━━━ EXTRAIT CHOISI ━━━
A l’état “bourgeois” de cesser le feu, exigent les FARC

Santos donnerait cet ordre incroyable avant d’avoir obtenu des FARC la fin de leurs violences et avoir rendu leurs armes. Selon Santos, la remise des armes pourrait arriver beaucoup plus tard, «une fois approuvés les accords de paix dans les urnes». Ainsi, et pour la première fois, M. Santos accepte la condition traditionnelle des FARC qui consiste à dire que c’est à l’État «bourgeois» de cesser, le premier, le feu et suspendre toute activité militaire légitime des Forces Armées, l’«agresseur» des FARC. Le président Santos estime qu’après ce cessez le feu unilatéral de l’Etat, les FARC accepteront de faire aussi leur cessez le feu. On croit rêver.

Nous voici donc confrontés à une annonce sans précédent qui pourrait conduire à une grave distorsion de l’équilibre militaire actuel en Colombie. Cet ordre viendrait s’ajouter à la déjà longue liste de concessions formidables faites par M. Santos pendant les « négociations » avec les FARC à La Havane.

Ces agissements explicites du pouvoir conduisent à une conclusion : le président JM Santos est en train d’installer de manière insidieuse un nouvel ordre social et politique en Colombie. Cette installation se fait sous le couvert d’une « négociations de paix». Cette négociation est beaucoup plus ambitieuse et, en fait, très antidémocratique. La société n’a pas été consultée à ce sujet. Elle ignore tout de cette opération d’ordre stratégique, elle ignore que l’objet des négociations de paix va bien au-delà de la question de la paix. Les citoyens colombiens sont tenus à l’écart de cette vaste opération, ils sont exclus de toute décision, et même, ils sont désinformés sur ce qui se passe à La Havane.
━━━
CONSIGNE 1 - Dans la liste, reprenez toutes les lignes de la partie qui commence par la ligne contenant "Labeling tool output request: for every visible white car roof" et se termine par la ligne contenant "108, 74, 146, 112", mais multipliez chaque coordonnée des réponses par 0,75 et arrondissez-la à l'entier le plus proche, les demi-valeurs vers le haut.
L'extrait et la liste viennent de sources différentes.
━━━ DONNÉES FOURNIES ━━━
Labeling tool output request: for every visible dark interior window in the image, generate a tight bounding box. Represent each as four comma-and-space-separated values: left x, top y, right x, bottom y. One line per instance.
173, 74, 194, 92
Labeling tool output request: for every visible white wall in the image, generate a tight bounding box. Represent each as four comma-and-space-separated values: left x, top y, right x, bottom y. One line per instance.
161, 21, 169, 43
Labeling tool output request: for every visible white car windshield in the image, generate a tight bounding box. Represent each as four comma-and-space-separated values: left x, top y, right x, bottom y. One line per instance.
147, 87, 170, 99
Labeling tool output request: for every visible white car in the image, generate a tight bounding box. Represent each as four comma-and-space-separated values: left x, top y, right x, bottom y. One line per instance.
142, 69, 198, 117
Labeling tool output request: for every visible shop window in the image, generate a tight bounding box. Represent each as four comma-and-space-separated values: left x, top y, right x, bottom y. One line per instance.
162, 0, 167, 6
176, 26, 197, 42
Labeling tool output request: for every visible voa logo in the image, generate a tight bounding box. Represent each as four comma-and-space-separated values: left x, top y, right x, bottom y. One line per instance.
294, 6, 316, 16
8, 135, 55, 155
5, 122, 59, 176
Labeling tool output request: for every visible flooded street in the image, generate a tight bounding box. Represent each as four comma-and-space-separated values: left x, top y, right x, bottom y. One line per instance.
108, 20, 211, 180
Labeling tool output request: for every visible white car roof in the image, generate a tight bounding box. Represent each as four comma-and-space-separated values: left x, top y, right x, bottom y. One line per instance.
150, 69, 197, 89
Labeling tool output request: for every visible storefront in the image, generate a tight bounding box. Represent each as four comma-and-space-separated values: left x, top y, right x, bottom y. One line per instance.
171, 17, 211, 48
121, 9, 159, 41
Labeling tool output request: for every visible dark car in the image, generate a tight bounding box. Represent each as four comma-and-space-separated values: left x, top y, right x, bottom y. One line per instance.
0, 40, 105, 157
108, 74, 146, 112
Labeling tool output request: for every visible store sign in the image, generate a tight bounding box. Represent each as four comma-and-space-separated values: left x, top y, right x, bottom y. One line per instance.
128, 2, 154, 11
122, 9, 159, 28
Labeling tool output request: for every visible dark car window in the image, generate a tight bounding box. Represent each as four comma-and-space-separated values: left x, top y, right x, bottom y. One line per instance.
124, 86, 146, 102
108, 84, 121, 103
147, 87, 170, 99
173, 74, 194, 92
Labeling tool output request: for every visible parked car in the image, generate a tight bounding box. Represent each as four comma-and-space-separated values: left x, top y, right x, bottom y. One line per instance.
━━━
CONSIGNE 2 - Reproduisez, dans l'extrait sur Santos et les FARC, le passage qui commence par les mots "Santos donnerait cet" et se termine par les mots "On croit rêver.".

RÉSULTAT 1 -
Labeling tool output request: for every visible white car roof in the image, generate a tight bounding box. Represent each as four comma-and-space-separated values: left x, top y, right x, bottom y. One line per instance.
113, 52, 148, 67
Labeling tool output request: for every visible storefront in the image, generate a tight bounding box. Represent each as four comma-and-space-separated values: left x, top y, right x, bottom y. One line per instance.
128, 13, 158, 36
91, 7, 119, 31
Labeling tool output request: for every visible dark car in the image, generate a tight bounding box. Represent each as four comma-and-space-separated values: left x, top y, right x, bottom y. One line per instance.
0, 30, 79, 118
81, 56, 110, 84

RÉSULTAT 2 -
Santos donnerait cet ordre incroyable avant d’avoir obtenu des FARC la fin de leurs violences et avoir rendu leurs armes. Selon Santos, la remise des armes pourrait arriver beaucoup plus tard, «une fois approuvés les accords de paix dans les urnes». Ainsi, et pour la première fois, M. Santos accepte la condition traditionnelle des FARC qui consiste à dire que c’est à l’État «bourgeois» de cesser, le premier, le feu et suspendre toute activité militaire légitime des Forces Armées, l’«agresseur» des FARC. Le président Santos estime qu’après ce cessez le feu unilatéral de l’Etat, les FARC accepteront de faire aussi leur cessez le feu. On croit rêver.